### Text segment
'''

The Lenovo Duel 2 goes all-in on gaming, from form factor to features. This singular focus occasionally compromises the phone’s day-to-day usability, but it all pays off in the hands when you’re popping off headshots or running the lanes in your favourite mobile MOBA.

From a performance standpoint, the Legion Duel 2 is largely unimpeachable. Qualcomm’s Snapdragon 888 has technically been one-upped by the Snapdragon 888 Plus, as found in the Nubia Redmagic 6S Pro, but the difference is mostly negligible.

It’s a similar case with the Lenovo Duel 2’s huge 6.92in display. A 144Hz refresh rate is even faster than the 120Hz flagship standard you’ll find with the Samsung Galaxy S21 Ultra and the iPhone 13 Pro, and makes for an impressively fluid experience.

Only the 165Hz display of the Nubia Redmagic 6S Pro tops it, and even then, no game really takes full advantage of such speeds. More important for gamers is the Duel 2’s 720Hz touch sampling rate, which is a match for the Nubia.

Lenovo Legion Duel 2 review: Price and competition

With prices starting from £699, the Legion Duel 2 is a bit more expensive than the £519 Nubia Redmagic 6S Pro, but much cheaper than the £799 Asus ROG Phone 5.

'''

### Information provided
'''

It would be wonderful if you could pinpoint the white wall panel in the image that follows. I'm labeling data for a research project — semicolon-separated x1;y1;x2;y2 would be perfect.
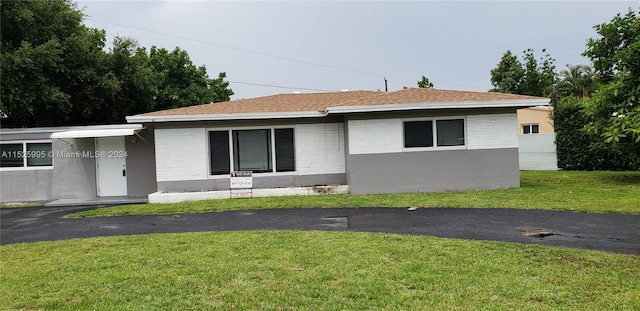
467;113;518;149
155;128;208;181
518;133;558;171
295;123;345;175
349;119;403;154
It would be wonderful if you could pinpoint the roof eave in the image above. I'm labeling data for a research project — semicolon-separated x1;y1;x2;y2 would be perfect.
327;99;549;114
127;111;327;123
127;99;549;123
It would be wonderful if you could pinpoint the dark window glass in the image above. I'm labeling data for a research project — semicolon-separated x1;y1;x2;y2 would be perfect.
531;124;540;134
0;144;24;167
233;130;273;173
27;143;53;166
209;131;231;175
436;119;464;146
274;129;296;172
404;121;433;148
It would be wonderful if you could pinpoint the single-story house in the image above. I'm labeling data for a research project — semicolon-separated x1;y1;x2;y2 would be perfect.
127;88;549;199
0;88;549;202
0;124;156;204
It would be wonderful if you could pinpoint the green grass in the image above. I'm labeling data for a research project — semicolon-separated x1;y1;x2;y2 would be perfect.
0;202;44;208
68;171;640;217
0;231;640;310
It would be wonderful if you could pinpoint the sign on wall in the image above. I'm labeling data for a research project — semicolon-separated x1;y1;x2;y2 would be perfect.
230;171;253;189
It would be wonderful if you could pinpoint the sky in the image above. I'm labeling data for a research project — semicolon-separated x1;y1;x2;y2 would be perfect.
77;1;640;99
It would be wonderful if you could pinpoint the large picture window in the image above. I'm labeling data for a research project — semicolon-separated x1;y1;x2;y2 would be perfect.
209;128;295;175
522;123;540;134
232;130;273;173
404;119;465;148
0;142;53;168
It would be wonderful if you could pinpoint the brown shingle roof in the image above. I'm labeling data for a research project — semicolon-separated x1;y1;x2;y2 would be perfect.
136;88;546;117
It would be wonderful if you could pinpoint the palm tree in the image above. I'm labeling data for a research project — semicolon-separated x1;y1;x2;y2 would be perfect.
556;65;598;97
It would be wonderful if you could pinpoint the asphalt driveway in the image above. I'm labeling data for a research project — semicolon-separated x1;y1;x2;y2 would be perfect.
0;206;640;254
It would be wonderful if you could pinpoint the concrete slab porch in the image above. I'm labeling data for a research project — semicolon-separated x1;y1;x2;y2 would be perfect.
44;196;149;207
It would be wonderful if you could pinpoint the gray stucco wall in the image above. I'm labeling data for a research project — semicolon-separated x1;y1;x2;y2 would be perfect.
0;169;53;203
125;128;156;197
158;174;347;192
0;134;96;202
347;148;520;194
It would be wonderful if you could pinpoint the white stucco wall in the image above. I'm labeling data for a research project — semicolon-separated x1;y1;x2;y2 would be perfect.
348;113;518;154
518;133;558;171
467;113;518;149
349;118;404;154
155;123;345;182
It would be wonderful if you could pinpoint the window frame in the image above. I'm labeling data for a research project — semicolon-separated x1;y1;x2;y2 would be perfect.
205;125;298;179
0;139;55;172
520;123;540;135
401;116;469;152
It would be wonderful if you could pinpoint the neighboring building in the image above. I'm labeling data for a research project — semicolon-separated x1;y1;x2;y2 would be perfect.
518;106;558;171
0;124;156;202
127;88;549;200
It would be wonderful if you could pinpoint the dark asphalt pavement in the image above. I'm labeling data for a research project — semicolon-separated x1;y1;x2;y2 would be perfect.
0;207;640;254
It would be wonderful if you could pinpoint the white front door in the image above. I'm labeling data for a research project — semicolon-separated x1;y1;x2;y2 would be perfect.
95;136;127;197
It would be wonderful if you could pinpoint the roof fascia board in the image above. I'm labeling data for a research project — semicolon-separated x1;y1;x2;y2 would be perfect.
327;99;549;114
0;123;144;135
127;111;327;123
51;128;142;138
127;99;549;123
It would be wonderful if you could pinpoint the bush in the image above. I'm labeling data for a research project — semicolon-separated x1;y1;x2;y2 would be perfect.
554;97;640;170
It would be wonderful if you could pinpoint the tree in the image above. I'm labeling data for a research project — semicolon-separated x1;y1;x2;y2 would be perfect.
553;95;640;170
556;65;597;97
490;49;556;96
583;9;640;145
418;76;433;89
149;46;233;110
491;50;524;94
0;0;118;126
0;0;233;127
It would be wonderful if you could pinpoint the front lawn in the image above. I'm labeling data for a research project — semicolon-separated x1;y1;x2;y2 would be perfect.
68;171;640;217
0;231;640;310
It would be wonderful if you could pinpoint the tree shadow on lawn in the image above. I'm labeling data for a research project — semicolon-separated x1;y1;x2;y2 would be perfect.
602;172;640;185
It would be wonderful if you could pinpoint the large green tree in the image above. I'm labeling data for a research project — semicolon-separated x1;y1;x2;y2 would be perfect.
149;46;233;110
583;9;640;145
490;49;556;96
0;0;118;126
0;0;233;127
556;65;598;97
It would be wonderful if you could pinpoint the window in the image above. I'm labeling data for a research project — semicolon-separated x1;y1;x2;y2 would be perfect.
0;142;53;168
209;128;295;175
232;130;273;173
209;131;231;175
522;123;540;134
404;119;465;148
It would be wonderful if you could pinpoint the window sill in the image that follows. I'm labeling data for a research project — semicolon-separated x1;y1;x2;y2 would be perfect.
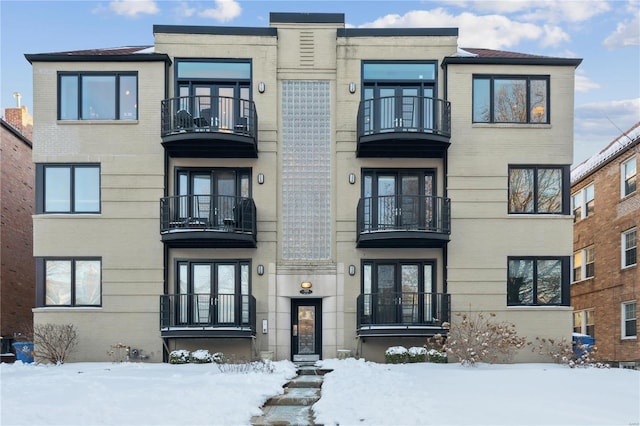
571;276;595;285
471;123;551;129
56;120;140;126
31;306;102;313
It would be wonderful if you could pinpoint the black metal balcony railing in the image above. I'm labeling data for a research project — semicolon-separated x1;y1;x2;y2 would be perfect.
357;195;451;234
160;195;256;236
160;293;256;337
358;96;451;138
357;292;451;333
161;96;258;138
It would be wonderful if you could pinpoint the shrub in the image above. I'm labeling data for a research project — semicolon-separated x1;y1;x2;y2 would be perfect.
169;349;191;364
33;323;78;364
444;313;526;365
384;346;409;364
529;337;609;368
189;349;213;364
407;346;427;362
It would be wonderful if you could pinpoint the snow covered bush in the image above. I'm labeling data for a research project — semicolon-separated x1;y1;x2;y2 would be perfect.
33;323;78;364
189;349;213;364
169;349;191;364
384;346;409;364
444;312;526;365
407;346;427;362
427;349;448;364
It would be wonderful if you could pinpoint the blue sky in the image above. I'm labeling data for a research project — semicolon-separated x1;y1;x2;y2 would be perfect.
0;0;640;165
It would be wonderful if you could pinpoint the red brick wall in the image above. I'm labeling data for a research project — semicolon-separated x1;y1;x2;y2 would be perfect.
571;150;640;361
0;123;35;336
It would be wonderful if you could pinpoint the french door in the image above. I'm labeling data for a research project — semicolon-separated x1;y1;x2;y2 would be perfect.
176;262;249;325
363;261;436;325
176;169;250;227
363;170;435;231
179;83;249;132
364;85;434;133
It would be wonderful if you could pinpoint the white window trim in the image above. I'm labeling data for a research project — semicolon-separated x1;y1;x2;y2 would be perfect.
620;227;638;269
571;182;596;222
571;244;595;283
620;300;638;340
620;156;638;198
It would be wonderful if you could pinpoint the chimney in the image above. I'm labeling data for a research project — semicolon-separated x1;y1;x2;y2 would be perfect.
4;92;33;140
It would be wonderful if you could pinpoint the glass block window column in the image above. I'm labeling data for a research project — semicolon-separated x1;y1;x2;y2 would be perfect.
282;80;331;260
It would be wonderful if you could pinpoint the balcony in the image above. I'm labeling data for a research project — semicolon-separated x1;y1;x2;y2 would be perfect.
161;96;258;158
356;195;451;248
160;293;256;338
160;195;257;248
357;292;451;337
357;96;451;158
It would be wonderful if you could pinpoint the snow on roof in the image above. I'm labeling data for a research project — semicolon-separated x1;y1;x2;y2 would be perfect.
571;121;640;184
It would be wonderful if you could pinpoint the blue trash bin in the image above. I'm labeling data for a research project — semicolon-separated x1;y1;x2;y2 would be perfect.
572;333;596;358
11;342;33;363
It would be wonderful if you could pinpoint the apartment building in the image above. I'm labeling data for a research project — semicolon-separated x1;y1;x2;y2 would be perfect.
571;122;640;368
0;107;35;356
26;13;581;361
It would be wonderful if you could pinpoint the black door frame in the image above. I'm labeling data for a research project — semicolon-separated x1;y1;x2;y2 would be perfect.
291;298;322;361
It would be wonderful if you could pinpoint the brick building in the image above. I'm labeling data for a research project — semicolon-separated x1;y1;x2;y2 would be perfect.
26;13;581;362
571;122;640;363
0;108;35;353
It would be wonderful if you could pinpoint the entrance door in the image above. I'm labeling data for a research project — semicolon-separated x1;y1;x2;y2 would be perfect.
291;299;322;361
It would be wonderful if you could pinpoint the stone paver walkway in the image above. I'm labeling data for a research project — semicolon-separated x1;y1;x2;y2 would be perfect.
251;363;330;426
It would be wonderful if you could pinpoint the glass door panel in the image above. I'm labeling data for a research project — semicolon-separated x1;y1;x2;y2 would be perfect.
192;264;211;324
215;265;236;324
398;87;420;131
377;175;397;230
215;171;236;226
400;265;420;323
400;174;422;229
375;265;397;324
192;174;213;224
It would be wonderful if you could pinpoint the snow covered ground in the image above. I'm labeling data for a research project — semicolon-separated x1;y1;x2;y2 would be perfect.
0;359;640;426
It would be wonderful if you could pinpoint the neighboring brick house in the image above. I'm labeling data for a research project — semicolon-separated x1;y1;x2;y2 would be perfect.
0;108;35;353
26;13;581;362
571;122;640;364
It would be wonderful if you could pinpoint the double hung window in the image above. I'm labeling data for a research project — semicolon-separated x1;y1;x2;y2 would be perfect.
175;260;251;325
622;300;638;339
573;309;595;337
359;260;443;325
573;246;595;281
473;75;549;124
571;184;595;222
507;257;569;306
621;157;637;198
58;72;138;120
37;258;102;306
508;166;569;214
622;228;638;268
36;164;100;213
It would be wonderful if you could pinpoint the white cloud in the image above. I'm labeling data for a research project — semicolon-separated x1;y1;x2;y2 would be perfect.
109;0;160;17
198;0;242;22
602;10;640;49
575;74;600;92
362;8;544;49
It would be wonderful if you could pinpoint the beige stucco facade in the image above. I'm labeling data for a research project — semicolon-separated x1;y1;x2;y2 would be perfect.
33;14;575;362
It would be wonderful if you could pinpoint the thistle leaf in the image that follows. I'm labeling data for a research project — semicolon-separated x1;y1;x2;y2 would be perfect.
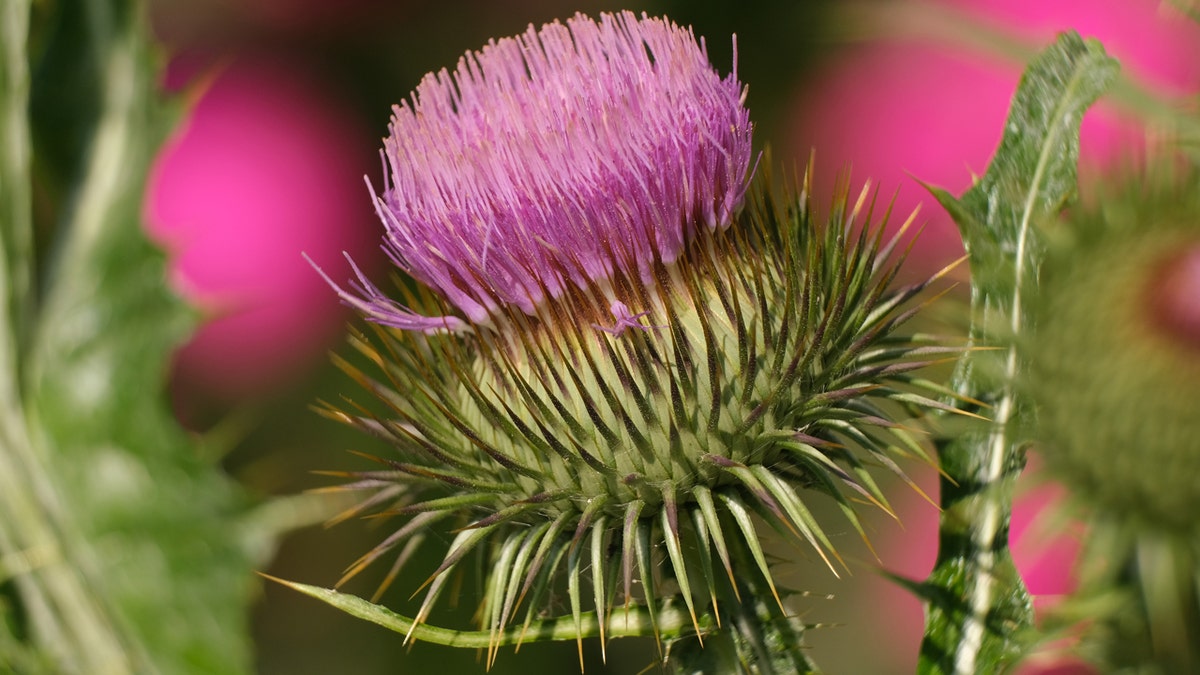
0;0;257;674
919;32;1117;675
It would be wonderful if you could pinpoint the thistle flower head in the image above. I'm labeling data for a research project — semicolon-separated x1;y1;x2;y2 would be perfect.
314;13;956;668
1028;168;1200;673
348;12;751;329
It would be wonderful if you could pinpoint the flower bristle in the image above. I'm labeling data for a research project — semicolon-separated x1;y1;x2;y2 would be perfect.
362;12;752;330
325;165;958;663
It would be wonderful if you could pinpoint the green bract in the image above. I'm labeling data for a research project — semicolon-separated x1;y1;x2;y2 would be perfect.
326;169;959;662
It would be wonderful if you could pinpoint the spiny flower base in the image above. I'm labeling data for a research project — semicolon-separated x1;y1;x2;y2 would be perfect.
314;170;959;671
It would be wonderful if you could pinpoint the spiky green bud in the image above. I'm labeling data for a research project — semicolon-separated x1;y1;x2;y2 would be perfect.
1027;172;1200;675
307;13;958;673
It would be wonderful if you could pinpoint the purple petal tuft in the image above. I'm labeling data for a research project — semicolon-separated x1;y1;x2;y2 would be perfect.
343;12;751;330
305;253;470;335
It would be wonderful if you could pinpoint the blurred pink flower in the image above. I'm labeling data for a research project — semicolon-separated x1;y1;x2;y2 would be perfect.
144;59;377;400
788;0;1200;267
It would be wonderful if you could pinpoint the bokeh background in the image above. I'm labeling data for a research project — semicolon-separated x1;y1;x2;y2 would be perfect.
144;0;1200;675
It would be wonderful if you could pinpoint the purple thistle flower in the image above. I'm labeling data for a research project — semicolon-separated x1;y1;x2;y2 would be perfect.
328;12;751;333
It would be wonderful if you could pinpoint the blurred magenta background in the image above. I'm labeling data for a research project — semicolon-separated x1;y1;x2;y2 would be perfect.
145;0;1200;674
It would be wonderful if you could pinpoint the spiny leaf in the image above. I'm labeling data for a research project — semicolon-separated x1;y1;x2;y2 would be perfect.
919;32;1117;675
0;0;262;674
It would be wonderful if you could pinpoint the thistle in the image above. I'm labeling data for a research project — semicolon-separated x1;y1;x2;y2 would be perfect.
304;12;958;673
1028;171;1200;674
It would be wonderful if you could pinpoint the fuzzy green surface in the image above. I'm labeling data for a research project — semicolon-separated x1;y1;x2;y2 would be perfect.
1031;187;1200;533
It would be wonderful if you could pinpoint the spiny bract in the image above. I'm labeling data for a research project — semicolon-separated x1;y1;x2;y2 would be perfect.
314;13;958;657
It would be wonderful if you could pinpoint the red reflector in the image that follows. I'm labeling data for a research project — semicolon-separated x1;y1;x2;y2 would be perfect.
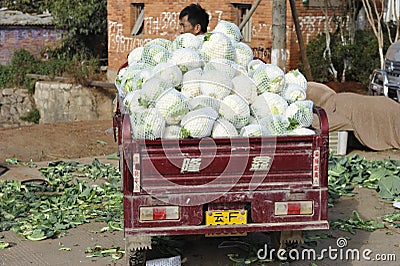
153;208;167;220
288;202;301;214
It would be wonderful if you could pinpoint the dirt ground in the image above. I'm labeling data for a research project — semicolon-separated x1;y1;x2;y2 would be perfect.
0;118;117;163
0;82;400;266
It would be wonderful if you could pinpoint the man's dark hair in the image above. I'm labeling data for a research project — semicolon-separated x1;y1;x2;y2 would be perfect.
179;4;209;33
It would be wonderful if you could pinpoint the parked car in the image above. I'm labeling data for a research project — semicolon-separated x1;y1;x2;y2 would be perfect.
368;41;400;102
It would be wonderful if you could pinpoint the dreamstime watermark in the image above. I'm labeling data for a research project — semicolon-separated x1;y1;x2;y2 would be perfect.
257;237;396;261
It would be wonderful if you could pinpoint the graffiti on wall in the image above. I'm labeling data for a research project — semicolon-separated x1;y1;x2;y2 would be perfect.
144;12;179;36
108;21;151;53
108;8;344;61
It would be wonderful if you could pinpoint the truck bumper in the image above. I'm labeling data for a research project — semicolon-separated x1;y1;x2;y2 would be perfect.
125;221;329;236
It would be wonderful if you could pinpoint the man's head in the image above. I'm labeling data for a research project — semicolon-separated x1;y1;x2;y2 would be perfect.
179;4;209;35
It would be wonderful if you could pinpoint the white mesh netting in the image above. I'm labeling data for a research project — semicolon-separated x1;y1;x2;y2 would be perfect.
219;94;250;129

'''

### Required tasks
• A. According to the Legion Duel 2 review, what touch sampling rate does the phone have?
• B. Update the Legion Duel 2 review from "The Lenovo Duel 2 goes" up to and including "favourite mobile MOBA.", replacing "gaming" with "esports".
• C. Write what comes next in the Legion Duel 2 review, picking up after its last sentence.

### Results for the exercise
• A. 720Hz.

• B.
The Lenovo Duel 2 goes all-in on esports, from form factor to features. This singular focus occasionally compromises the phone’s day-to-day usability, but it all pays off in the hands when you’re popping off headshots or running the lanes in your favourite mobile MOBA.

• C.
If you were to spend this kind of money on a non-gaming phone, you would be shopping for an iPhone 13 Mini or an Oppo Find X3 Neo. In other words, you’re in almost-but-not-quite-flagship territory here.

Lenovo Legion Duel 2 review: Design and key features

Perhaps the most tiresome thing about gaming phones is their wearisome adherence to a so-called ‘gamer aesthetic’. Who actually wants the smartphone they carry around with them to look like a car from the Fast & Furious franchise? Gamers do, apparently.

To that end, the Lenovo Legion Duel 2 is extremely big, with a 9.9mm-thick aluminium frame and a split rear panel that’s largely made of glass. It weighs an astonishing 259g, which is 25g more than the ludicrously chunky Xiaomi Mi 11 Ultra, and 21g more than the Asus ROG Phone 5.

It’s solidly built, but the Lenovo Legion Duel 2 feels weird to use as a normal phone. That’s because its extended camera bulge is positioned in the middle of the handset, rather than the top.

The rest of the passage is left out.